Should Everyone Be A Runner?

Run, Run, Run…If You Want to Experience an Injury…Go for it!

We were not born to run!  At least not repeatedly over miles and miles, day in and day out.  I am not against running.  I am against the push to have everyone become a runner.  The latest marketing trend is to move, move, and move. I completely agree that it is important to keep moving.  However, when that is equated to running, especially for that out of shape Joe or Josephine the plumber, let’s be real.

Not Everyone Is Built For Running

Muscle Fibers are often called the “Building blocks” of a muscle. The image below does an excellent job of displaying the differences in the three different types. Type 1, also known as slow twitch fibers, are good for long distance and endurance activities.  Type 2A and Type 2B are known as fast twitch fibers. Type 2A for moderate distances and intensities, Type 2B for short distances and high intensities.

PROBLEMS TO WORK ON.
(1) In the article on running, which type of muscle fiber is described as good for long distance and endurance activities?
(2) Duplicate the portion of the article on running starting with "We were not" and going on through "let’s be real.".
The records bear no relation to the article on running.

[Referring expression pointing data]
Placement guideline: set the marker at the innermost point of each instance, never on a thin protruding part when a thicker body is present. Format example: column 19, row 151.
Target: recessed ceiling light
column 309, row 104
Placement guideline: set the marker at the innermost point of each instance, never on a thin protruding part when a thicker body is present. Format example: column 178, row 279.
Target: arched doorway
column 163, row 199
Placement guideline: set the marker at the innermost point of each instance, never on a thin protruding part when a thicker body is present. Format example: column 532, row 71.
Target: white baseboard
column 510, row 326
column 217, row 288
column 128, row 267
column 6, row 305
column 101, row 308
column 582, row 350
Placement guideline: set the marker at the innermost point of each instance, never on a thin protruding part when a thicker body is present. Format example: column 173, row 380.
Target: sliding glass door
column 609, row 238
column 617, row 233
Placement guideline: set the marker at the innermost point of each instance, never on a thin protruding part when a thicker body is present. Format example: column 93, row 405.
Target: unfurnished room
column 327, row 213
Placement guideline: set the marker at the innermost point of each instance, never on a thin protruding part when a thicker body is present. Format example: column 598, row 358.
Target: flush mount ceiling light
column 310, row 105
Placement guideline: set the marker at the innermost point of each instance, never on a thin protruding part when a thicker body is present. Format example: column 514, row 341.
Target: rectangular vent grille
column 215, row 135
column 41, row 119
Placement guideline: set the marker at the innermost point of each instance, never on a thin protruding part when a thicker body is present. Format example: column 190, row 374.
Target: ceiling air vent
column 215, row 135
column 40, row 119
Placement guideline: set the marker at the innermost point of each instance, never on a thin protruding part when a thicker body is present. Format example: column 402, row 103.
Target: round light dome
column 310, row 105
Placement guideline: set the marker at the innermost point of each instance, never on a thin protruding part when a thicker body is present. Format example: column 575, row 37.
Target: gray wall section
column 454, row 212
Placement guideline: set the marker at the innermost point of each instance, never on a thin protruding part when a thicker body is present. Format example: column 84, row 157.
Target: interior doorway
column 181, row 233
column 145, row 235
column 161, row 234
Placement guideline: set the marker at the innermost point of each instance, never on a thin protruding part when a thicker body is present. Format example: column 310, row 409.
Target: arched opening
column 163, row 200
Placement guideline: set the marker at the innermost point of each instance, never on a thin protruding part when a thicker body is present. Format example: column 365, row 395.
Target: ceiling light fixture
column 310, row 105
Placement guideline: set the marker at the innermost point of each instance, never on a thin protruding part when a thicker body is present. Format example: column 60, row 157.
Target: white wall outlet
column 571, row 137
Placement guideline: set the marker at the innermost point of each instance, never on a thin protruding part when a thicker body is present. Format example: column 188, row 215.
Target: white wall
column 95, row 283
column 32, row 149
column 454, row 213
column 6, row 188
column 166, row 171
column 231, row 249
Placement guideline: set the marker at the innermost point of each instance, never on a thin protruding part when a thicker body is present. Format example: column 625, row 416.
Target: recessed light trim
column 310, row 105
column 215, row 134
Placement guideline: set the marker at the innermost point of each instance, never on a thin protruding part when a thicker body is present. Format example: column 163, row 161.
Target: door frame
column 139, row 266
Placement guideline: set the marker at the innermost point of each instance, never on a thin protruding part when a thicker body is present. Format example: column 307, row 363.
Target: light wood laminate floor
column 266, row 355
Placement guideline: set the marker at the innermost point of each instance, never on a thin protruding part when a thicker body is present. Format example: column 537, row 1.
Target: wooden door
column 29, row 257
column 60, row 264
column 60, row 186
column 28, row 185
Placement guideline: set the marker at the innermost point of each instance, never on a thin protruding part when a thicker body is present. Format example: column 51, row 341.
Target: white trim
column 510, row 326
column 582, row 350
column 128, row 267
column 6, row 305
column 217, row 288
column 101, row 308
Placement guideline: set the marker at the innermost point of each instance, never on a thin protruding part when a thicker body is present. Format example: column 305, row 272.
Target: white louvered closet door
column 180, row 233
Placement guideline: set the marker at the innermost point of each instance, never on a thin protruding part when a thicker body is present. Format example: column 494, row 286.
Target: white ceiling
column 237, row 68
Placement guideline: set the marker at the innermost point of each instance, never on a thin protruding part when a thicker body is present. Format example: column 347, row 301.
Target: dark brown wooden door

SOLUTIONS TO THE EXERCISE.
(1) Type 1, also known as slow twitch fibers.

(2)
We were not born to run!  At least not repeatedly over miles and miles, day in and day out.  I am not against running.  I am against the push to have everyone become a runner.  The latest marketing trend is to move, move, and move. I completely agree that it is important to keep moving.  However, when that is equated to running, especially for that out of shape Joe or Josephine the plumber, let’s be real.